▶ **About this exercise**
Transcribe the passage of the article on Caribbean medical schools, starting at "Now universities in" and ending at "would be affected.".

▶ **Reading text**
CARIBBEAN: Medical schools battle to retain US access

When the United States sent some 6,000 troops to invade the Caribbean island of Grenada in 1983, ostensibly to rescue American medical students affected by a Marxist coup, it was the first time most people outside the region heard that Americans went to the Caribbean to study to become doctors.

Since then, St George’s University School of Medicine, where the students were enrolled, has gone on to become one of the best known private medical schools in the Caribbean and one of the biggest employers in Grenada. It has a campus that includes professors and students from more than 140 countries and “a clinical training programme involving more than 60 hospitals in the US and the UK,” according to the institution.

Now universities in New York  want the state’s Board of Regents to impose restrictions on offshore medical students doing their clinical training in the state’s hospitals. The New York schools say offshore students compete with their own students who are struggling to obtain training slots, and such slots are a priority as the state faces a significant shortage of doctors that is predicted to worsen.  Other authorities are also taking measures to toughen the medical licensing procedure for off-shore-educated doctors, by ensuring that they come from accredited schools and also by heightening the standards of regional accreditation bodies.

Margaret A Lambert, St George’s Dean of Enrolment Planning and Director of University Communications and Publications, said she did not think her institution would be affected.

“We support the Board of Regents in implementing tougher standards because some of the medical schools need it,” she told University World New.  “The initial motivation [from the New York universities] might not have been the best and the reasons may not have come from a good place, but the result of what they’re doing is actually quite good,” she added.

▶ **Given records**
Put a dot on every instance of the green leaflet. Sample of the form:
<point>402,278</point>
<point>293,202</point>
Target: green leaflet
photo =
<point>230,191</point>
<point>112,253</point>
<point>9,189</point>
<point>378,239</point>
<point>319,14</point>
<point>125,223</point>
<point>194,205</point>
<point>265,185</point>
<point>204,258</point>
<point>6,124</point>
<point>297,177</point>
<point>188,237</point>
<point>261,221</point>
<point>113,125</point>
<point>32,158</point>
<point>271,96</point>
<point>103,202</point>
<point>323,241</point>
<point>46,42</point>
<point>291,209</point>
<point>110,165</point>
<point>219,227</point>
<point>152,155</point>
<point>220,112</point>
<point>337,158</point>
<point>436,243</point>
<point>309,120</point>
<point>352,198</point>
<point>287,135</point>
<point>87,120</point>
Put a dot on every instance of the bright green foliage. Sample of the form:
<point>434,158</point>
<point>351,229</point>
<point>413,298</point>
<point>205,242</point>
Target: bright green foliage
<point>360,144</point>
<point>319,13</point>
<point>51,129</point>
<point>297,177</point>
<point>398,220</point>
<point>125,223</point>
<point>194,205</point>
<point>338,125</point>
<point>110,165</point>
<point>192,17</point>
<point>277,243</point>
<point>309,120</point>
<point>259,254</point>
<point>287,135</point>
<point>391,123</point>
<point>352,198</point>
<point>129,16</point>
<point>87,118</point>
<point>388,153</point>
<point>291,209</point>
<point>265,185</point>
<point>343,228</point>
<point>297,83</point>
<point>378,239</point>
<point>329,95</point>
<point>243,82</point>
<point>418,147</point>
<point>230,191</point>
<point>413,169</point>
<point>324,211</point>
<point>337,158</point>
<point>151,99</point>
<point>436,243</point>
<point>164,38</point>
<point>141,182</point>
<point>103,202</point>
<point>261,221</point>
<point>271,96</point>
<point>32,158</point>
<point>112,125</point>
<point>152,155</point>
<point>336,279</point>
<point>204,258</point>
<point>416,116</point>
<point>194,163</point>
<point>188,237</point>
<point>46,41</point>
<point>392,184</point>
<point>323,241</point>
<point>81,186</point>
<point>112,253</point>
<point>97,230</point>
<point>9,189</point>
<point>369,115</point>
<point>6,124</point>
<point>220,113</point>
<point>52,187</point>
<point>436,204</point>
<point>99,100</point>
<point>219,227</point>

▶ **Result of the exercise**
Now universities in New York  want the state’s Board of Regents to impose restrictions on offshore medical students doing their clinical training in the state’s hospitals. The New York schools say offshore students compete with their own students who are struggling to obtain training slots, and such slots are a priority as the state faces a significant shortage of doctors that is predicted to worsen.  Other authorities are also taking measures to toughen the medical licensing procedure for off-shore-educated doctors, by ensuring that they come from accredited schools and also by heightening the standards of regional accreditation bodies.

Margaret A Lambert, St George’s Dean of Enrolment Planning and Director of University Communications and Publications, said she did not think her institution would be affected.